* _Short task_
Could you copy the data word for word, beginning at the line that contains "# Target: green quilted vest" and continuing through the end of the data?

* _Entries provided_
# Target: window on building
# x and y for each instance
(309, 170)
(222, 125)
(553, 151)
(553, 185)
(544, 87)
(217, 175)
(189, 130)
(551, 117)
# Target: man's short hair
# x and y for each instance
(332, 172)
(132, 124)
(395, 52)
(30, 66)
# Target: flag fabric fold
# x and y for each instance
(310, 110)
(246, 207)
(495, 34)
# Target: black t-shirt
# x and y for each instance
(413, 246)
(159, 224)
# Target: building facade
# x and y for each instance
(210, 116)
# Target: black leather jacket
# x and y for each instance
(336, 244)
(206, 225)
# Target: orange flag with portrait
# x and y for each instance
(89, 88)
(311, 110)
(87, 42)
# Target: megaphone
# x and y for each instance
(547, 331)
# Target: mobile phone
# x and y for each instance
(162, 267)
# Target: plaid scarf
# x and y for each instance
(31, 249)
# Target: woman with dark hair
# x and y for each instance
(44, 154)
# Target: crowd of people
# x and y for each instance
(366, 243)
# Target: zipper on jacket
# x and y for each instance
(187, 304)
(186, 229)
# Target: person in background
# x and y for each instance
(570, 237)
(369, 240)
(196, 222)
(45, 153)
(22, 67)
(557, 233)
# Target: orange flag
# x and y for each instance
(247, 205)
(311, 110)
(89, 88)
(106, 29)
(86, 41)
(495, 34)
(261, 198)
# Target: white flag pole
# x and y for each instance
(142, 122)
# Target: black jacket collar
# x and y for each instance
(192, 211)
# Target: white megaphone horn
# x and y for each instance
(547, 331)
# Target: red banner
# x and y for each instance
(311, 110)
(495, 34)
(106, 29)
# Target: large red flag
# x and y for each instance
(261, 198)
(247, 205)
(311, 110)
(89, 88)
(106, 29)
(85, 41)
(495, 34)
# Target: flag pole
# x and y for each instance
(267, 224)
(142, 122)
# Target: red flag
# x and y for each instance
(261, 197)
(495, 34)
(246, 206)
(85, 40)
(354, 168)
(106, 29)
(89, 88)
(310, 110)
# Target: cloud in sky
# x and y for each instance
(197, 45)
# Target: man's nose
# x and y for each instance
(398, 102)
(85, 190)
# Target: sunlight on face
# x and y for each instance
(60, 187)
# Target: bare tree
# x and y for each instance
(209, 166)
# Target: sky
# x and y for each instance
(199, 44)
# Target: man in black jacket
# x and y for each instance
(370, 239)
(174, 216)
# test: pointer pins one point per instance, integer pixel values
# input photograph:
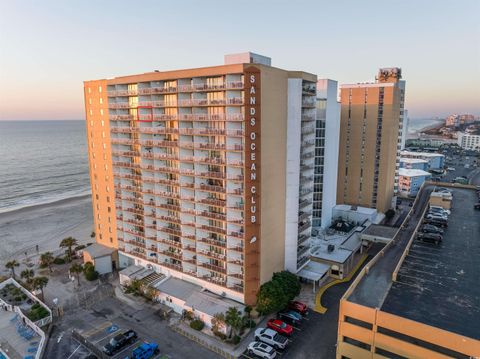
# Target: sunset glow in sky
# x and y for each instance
(48, 48)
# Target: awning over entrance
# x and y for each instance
(314, 271)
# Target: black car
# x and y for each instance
(436, 222)
(119, 341)
(430, 237)
(430, 228)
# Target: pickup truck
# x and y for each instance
(145, 351)
(271, 337)
(119, 341)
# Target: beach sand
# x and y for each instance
(44, 225)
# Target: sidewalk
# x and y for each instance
(215, 345)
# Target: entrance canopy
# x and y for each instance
(314, 271)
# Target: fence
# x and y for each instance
(35, 326)
(204, 343)
(90, 346)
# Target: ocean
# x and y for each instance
(42, 162)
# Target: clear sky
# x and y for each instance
(47, 48)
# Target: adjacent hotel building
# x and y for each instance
(327, 132)
(205, 174)
(370, 140)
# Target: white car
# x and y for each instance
(262, 350)
(436, 216)
(271, 337)
(440, 209)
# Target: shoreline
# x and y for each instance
(53, 203)
(44, 225)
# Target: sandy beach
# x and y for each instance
(44, 225)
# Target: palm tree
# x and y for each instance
(46, 260)
(11, 265)
(27, 274)
(76, 269)
(68, 243)
(233, 318)
(40, 283)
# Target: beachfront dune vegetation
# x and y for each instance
(68, 243)
(90, 272)
(12, 265)
(46, 260)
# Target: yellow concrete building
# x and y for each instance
(370, 139)
(196, 173)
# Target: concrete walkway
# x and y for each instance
(319, 308)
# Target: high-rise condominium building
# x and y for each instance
(370, 140)
(327, 132)
(197, 174)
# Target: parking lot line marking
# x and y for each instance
(74, 351)
(319, 308)
(127, 348)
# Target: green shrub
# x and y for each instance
(37, 312)
(91, 275)
(59, 261)
(197, 324)
(219, 334)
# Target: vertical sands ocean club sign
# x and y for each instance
(252, 183)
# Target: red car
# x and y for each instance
(299, 307)
(280, 327)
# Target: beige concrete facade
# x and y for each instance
(370, 126)
(199, 192)
(100, 161)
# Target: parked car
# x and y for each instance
(429, 228)
(271, 337)
(430, 237)
(436, 216)
(262, 350)
(290, 316)
(145, 351)
(437, 223)
(280, 326)
(299, 307)
(119, 341)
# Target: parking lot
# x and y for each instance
(95, 325)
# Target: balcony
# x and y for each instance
(217, 117)
(206, 187)
(213, 242)
(213, 268)
(237, 234)
(236, 249)
(303, 227)
(212, 215)
(213, 202)
(156, 90)
(212, 229)
(177, 267)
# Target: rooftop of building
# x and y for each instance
(435, 285)
(97, 250)
(233, 63)
(377, 230)
(412, 160)
(423, 154)
(196, 297)
(412, 172)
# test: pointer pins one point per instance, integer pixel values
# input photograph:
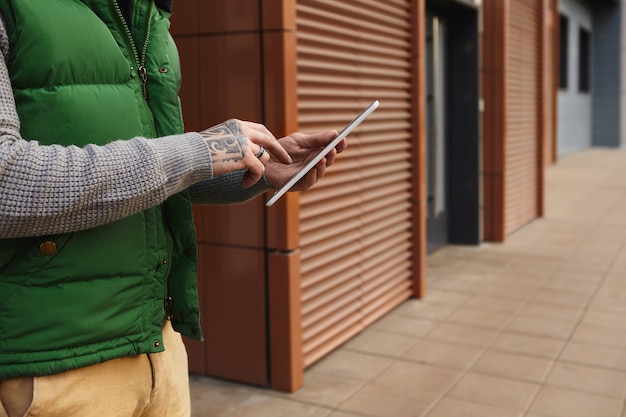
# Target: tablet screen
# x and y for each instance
(293, 180)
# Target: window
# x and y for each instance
(563, 52)
(584, 61)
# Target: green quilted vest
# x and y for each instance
(81, 77)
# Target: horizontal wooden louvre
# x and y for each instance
(523, 104)
(355, 224)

* _Written answer_
# Target: green quilted vest
# x and y for each instance
(81, 77)
# Target: horizontal wooden louvre
# x and y for each instance
(523, 104)
(355, 224)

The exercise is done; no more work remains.